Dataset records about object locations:
* Begin *
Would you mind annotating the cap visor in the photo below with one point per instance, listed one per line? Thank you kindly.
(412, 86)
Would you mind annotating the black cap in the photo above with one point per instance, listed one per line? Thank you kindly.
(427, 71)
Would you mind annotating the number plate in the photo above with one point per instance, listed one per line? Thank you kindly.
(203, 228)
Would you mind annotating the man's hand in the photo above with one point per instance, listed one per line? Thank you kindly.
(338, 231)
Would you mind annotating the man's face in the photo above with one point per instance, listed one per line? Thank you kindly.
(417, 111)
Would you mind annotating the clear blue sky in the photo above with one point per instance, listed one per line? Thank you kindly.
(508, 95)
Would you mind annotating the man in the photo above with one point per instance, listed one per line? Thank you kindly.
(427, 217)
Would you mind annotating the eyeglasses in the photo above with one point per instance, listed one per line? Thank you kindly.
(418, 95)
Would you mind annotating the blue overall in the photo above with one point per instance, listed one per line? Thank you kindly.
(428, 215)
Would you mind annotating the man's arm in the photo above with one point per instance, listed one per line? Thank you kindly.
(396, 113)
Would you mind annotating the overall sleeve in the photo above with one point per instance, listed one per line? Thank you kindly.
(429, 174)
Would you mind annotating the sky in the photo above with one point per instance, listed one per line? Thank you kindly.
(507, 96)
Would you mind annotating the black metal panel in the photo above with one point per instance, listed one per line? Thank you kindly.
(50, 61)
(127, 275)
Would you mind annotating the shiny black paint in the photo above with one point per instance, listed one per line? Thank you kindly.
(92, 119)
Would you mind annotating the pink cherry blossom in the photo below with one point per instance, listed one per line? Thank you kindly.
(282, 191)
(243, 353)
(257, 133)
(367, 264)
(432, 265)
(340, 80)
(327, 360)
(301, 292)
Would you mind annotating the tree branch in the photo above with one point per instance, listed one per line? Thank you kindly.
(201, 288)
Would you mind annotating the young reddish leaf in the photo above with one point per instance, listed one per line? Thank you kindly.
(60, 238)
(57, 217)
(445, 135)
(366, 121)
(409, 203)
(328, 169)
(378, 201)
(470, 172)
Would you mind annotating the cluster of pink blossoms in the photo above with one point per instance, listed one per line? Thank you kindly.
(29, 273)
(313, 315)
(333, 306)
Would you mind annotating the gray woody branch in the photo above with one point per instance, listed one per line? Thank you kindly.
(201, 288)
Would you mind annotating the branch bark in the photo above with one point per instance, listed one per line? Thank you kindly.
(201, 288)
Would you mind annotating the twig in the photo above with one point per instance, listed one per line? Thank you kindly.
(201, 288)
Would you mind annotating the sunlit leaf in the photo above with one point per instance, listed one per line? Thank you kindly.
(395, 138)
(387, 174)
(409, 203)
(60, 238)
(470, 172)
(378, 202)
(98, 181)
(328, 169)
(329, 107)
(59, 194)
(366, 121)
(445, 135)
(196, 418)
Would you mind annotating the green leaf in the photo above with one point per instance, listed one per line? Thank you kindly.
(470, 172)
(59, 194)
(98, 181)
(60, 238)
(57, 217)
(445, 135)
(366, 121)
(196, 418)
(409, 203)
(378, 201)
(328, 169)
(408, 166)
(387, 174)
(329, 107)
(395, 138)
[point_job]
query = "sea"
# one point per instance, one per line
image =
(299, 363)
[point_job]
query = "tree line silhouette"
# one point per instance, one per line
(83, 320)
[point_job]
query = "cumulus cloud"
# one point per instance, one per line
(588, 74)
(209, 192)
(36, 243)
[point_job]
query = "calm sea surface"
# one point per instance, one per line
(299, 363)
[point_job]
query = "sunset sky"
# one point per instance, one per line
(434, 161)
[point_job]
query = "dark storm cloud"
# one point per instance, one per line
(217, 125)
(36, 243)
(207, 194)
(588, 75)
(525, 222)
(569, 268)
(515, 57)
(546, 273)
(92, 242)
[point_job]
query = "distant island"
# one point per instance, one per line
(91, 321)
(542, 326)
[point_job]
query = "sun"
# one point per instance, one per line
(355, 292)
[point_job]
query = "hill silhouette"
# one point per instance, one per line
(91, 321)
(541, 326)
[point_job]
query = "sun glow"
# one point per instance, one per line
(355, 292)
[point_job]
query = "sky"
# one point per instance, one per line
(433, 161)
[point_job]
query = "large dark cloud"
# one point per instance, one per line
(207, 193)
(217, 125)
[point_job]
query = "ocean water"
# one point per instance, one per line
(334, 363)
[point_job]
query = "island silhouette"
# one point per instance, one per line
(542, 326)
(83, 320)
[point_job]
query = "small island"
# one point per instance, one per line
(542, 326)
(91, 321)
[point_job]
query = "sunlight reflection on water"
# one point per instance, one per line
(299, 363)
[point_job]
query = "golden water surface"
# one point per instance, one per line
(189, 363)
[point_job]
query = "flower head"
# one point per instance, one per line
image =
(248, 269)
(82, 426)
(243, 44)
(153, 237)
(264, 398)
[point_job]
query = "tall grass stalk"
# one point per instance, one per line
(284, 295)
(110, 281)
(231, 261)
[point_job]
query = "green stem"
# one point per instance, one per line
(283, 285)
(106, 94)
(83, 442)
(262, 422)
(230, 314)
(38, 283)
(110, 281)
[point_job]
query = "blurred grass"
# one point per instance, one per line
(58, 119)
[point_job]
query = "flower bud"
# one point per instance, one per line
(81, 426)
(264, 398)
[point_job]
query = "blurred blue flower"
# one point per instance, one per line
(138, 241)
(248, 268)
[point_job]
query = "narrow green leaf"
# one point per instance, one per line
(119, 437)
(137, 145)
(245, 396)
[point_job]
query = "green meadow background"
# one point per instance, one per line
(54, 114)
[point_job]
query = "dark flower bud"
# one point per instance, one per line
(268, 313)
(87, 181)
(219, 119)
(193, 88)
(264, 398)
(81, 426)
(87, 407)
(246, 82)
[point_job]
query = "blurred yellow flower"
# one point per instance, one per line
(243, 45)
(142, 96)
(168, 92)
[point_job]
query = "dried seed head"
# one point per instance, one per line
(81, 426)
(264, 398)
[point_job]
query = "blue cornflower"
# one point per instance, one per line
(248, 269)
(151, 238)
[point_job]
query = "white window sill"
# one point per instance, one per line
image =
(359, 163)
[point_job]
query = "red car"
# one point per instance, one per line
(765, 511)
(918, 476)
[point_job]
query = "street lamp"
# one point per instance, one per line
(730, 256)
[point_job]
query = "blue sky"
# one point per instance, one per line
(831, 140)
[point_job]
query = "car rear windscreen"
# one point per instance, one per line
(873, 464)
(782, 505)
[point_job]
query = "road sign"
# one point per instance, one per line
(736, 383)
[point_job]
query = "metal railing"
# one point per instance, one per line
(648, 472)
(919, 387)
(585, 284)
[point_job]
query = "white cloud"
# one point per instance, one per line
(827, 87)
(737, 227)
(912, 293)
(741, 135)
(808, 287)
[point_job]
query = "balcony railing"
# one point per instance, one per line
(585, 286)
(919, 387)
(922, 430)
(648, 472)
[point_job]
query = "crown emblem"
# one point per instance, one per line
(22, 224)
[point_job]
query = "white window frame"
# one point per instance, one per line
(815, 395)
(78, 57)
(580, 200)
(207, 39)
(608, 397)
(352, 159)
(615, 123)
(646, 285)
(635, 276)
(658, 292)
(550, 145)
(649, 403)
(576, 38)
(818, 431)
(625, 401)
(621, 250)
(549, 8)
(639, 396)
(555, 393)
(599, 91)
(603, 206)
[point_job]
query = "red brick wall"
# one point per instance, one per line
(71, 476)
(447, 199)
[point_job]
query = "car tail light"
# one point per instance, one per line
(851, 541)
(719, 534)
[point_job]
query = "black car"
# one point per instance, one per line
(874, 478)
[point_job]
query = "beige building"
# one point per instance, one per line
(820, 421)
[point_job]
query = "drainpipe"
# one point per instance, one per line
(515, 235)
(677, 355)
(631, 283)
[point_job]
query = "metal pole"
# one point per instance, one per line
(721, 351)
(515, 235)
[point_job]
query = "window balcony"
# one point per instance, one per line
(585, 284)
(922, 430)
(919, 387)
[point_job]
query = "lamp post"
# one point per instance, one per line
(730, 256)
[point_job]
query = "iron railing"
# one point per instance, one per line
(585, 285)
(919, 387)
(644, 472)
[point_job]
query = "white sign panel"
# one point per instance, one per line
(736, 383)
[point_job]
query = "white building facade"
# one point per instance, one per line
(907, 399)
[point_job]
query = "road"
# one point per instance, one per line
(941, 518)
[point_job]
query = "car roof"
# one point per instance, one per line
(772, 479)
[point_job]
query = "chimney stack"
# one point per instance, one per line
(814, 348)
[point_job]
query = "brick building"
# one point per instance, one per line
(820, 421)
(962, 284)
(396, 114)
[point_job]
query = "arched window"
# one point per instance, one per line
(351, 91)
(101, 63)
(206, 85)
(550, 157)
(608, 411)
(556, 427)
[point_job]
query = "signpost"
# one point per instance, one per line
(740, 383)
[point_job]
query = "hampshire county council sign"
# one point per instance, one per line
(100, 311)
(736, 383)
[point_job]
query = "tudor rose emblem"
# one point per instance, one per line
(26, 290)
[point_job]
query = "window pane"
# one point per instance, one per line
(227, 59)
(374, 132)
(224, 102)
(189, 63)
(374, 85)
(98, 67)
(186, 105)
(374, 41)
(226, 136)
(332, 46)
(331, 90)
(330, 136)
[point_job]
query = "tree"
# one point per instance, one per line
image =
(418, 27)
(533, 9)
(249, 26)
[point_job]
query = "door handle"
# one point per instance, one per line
* End *
What you need to do:
Tally the lines in the material that contain the word "emblem" and give only that number.

Correct result:
2